(Recorded data)
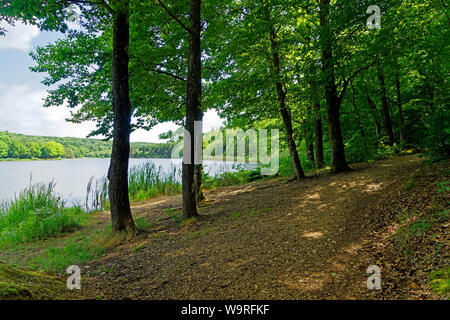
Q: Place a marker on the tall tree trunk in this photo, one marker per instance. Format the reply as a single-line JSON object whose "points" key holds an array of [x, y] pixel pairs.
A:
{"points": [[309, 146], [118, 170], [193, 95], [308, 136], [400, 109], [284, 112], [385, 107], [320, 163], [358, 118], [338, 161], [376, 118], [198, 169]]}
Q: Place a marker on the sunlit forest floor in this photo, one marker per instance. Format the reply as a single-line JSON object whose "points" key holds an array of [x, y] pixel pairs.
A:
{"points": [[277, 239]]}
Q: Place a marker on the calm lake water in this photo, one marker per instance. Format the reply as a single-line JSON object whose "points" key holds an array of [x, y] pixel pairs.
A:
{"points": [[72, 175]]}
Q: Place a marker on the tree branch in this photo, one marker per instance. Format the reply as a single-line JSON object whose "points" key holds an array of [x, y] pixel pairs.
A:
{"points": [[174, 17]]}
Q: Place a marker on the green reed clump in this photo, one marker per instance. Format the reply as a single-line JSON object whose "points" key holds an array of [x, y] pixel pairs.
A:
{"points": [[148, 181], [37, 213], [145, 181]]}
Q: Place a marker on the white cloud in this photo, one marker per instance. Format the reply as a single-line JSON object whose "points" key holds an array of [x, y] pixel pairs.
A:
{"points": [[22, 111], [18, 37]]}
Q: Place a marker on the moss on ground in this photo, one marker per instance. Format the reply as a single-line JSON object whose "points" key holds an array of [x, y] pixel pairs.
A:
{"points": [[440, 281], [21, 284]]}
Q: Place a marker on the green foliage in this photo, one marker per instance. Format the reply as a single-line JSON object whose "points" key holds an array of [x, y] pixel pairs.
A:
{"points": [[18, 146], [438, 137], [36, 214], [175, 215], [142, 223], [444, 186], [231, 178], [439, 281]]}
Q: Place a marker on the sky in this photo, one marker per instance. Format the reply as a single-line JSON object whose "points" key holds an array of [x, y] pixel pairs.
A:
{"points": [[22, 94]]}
--
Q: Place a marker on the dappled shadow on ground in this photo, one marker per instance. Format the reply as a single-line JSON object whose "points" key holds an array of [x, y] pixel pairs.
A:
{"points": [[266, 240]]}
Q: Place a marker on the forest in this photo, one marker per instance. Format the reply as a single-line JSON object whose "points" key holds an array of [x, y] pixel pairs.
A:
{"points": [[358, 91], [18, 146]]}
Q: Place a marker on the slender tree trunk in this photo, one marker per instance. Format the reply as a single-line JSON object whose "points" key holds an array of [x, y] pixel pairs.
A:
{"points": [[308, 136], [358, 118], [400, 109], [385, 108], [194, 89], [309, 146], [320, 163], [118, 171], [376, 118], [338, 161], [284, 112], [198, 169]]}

WHAT IS REQUIRED: Identify each line in the data above that contains the word "trunk", and copy those lines out in full. Treat case as significant.

SOLUTION FOR THIS TASK:
Q: Place a marker on the tall tree trunk in this photo, one marker per instance. Format the reply as a single-line JSON object whose "points" key holds an array of [x, y] pixel pairs.
Q: Place a marker on the slender tree trunk in this photo, one marker per instance. Format the reply as a single-line JSON object whose "points" key holds an array of [x, y] pixel pairs.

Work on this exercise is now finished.